All Products
Search
Document Center

ApsaraMQ for RocketMQ:Dashboard

Last Updated:Sep 25, 2025

ApsaraMQ for RocketMQ provides a dashboard for real-time data statistics that uses the metric storage and display capabilities of Alibaba Cloud ARMS Managed Service for Prometheus and Grafana. This feature helps you centrally collect and observe metrics from multiple dimensions to quickly understand the operational status of your business. This topic describes the scenarios, billing, metrics, and usage of the dashboard.

Scenarios

  • Scenario 1: You need to receive alerts and locate issues in a timely manner when exceptions occur during online message consumption.

  • Scenario 2: You need to check whether messages are sent as expected in the messaging system when the status of specific online orders is abnormal.

  • Scenario 3: You need to analyze the change trend of message traffic, the characteristics of traffic distribution, or message volume to help you analyze the business trend and make business plans.

  • Scenario 4: You need to view and analyze the upstream and downstream dependency topologies of applications to upgrade, optimize, or transform the architecture.

Prerequisites

  • Activate Managed Service for Prometheus.

  • Create a service-linked role.

    • Role name: AliyunServiceRoleForOns

    • Policy name: AliyunServiceRolePolicyForOns

    • Permissions: Allows ApsaraMQ for RocketMQ to use this role to access other Alibaba Cloud services, such as CloudMonitor and ARMS, to implement features for monitoring, alerting, and dashboards.

    • For more information, see Service-linked Role.

Billing

The dashboard metrics for ApsaraMQ for RocketMQ are basic metrics in ARMS Managed Service for Prometheus. Basic metrics are free of charge. Therefore, the dashboard feature is also free.

For more information, see Metrics and Pay-as-you-go.

Concepts

Before you view dashboard metrics, you need to understand the following concepts related to message accumulation.

The following figure shows the status of each message in a queue of a specific topic.

队列消息状态

In the preceding figure, ApsaraMQ for RocketMQ calculates the number of messages and the processing duration at different processing stages. The metrics that are used in this process reflect the processing rate and message accumulation in the queue. By monitoring the metrics, you can determine whether exceptions occur during consumption. The following table describes the details of the metrics and the formulas that are used to calculate the metrics.

Category

Metric

Description

Calculation formula

Message quantity

Inflight messages

The messages that a consumer client is processing and for which the client has not returned the consumption results.

Number of inflight messages = Offset of the latest pulled message - Offset of the latest acknowledged message

Ready messages

The messages that are visible to consumers and are ready for consumption on the ApsaraMQ for RocketMQ broker.

Number of ready messages = Maximum offset - Offset of the latest pulled message

Consumer lag

The messages that are being processed and ready to be processed.

### Record set:
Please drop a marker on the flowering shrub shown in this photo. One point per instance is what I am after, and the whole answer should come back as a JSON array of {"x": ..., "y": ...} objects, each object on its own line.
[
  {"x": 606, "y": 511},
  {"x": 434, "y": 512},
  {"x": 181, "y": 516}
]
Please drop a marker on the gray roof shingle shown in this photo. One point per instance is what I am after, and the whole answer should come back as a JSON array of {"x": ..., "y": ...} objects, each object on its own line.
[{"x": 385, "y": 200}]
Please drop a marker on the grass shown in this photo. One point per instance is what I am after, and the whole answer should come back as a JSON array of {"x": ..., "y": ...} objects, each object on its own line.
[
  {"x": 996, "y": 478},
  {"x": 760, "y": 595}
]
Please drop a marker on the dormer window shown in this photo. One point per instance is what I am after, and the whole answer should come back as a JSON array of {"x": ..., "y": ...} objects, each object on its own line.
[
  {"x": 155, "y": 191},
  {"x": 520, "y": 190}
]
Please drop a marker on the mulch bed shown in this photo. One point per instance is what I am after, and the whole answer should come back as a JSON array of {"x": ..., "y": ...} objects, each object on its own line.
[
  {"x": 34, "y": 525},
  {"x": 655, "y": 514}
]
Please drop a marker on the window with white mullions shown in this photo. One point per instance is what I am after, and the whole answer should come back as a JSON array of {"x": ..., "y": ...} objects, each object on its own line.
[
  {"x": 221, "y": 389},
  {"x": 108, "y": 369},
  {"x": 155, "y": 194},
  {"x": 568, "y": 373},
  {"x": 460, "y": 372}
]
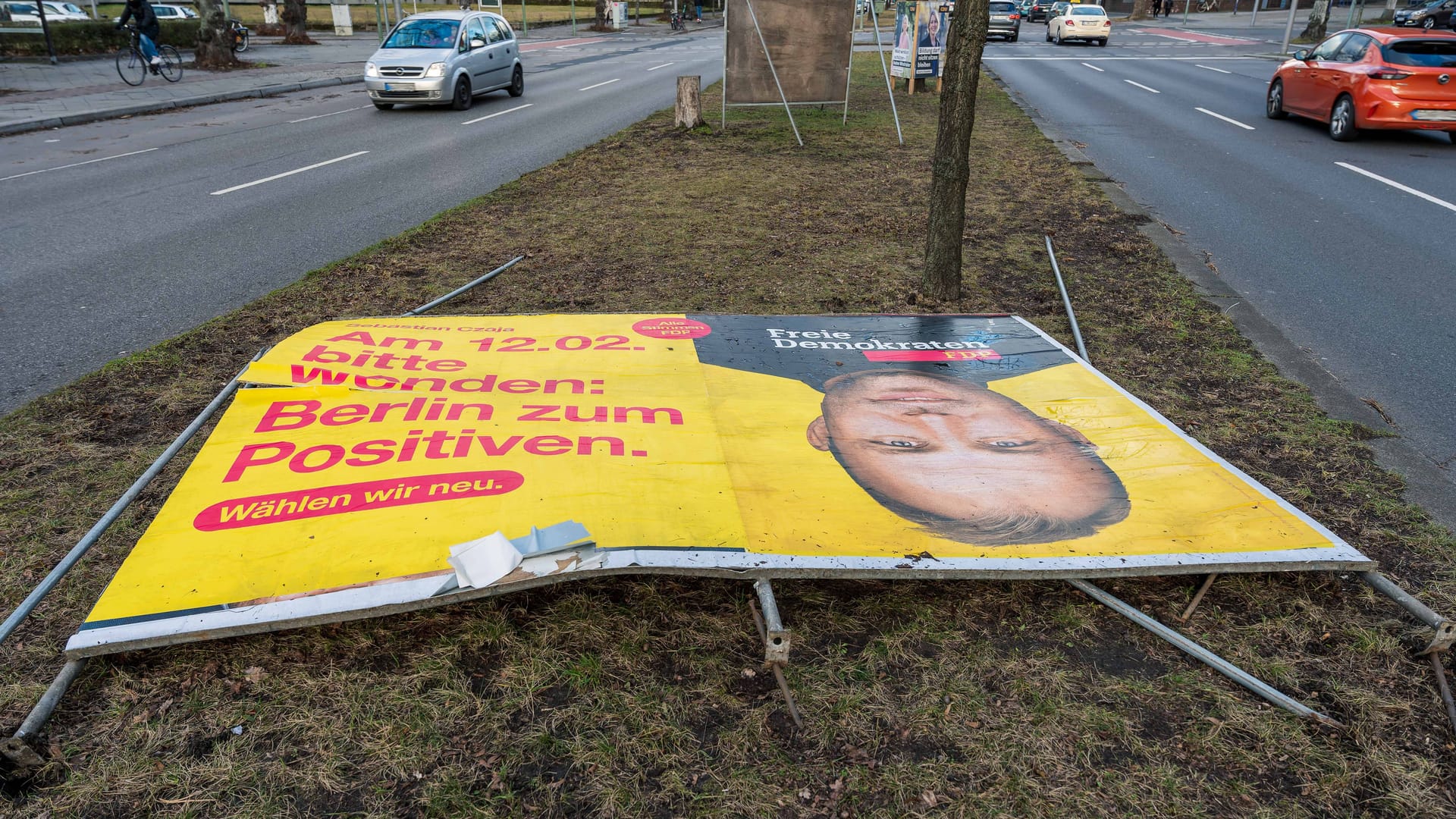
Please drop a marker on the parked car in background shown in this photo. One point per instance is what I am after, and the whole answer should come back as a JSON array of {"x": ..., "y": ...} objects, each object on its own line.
[
  {"x": 1438, "y": 14},
  {"x": 1370, "y": 79},
  {"x": 169, "y": 12},
  {"x": 1088, "y": 24},
  {"x": 1005, "y": 19},
  {"x": 64, "y": 12},
  {"x": 22, "y": 12},
  {"x": 444, "y": 57}
]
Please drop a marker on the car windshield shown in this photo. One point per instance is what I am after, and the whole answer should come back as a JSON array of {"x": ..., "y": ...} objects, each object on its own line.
[
  {"x": 1430, "y": 53},
  {"x": 424, "y": 34}
]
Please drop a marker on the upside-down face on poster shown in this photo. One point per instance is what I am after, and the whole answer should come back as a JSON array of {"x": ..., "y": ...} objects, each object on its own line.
[{"x": 386, "y": 465}]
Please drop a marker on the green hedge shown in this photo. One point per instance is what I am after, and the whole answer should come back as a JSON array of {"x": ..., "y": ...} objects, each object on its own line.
[{"x": 91, "y": 38}]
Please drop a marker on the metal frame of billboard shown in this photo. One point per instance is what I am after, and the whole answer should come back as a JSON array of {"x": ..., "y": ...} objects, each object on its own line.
[
  {"x": 775, "y": 637},
  {"x": 783, "y": 101}
]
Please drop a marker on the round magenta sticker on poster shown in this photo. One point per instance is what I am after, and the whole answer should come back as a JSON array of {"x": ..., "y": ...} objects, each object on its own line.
[{"x": 672, "y": 328}]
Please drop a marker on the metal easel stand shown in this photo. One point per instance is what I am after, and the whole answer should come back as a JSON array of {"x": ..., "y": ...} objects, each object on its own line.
[
  {"x": 775, "y": 642},
  {"x": 1193, "y": 649},
  {"x": 17, "y": 748},
  {"x": 772, "y": 71}
]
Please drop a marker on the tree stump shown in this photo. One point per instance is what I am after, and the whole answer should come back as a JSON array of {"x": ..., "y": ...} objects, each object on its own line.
[{"x": 689, "y": 112}]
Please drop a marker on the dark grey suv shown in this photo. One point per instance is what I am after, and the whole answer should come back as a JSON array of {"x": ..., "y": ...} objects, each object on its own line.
[{"x": 1005, "y": 20}]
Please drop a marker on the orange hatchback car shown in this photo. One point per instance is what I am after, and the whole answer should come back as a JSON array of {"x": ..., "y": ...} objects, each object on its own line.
[{"x": 1376, "y": 77}]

### Instructions:
1 - In the dashboard documentation, what is the name of the service-linked role that must be created?
2 - Please write out the part of the dashboard documentation from "In the preceding" up to and including "calculate the metrics.".

### Results by task:
1 - AliyunServiceRoleForOns

2 -
In the preceding figure, ApsaraMQ for RocketMQ calculates the number of messages and the processing duration at different processing stages. The metrics that are used in this process reflect the processing rate and message accumulation in the queue. By monitoring the metrics, you can determine whether exceptions occur during consumption. The following table describes the details of the metrics and the formulas that are used to calculate the metrics.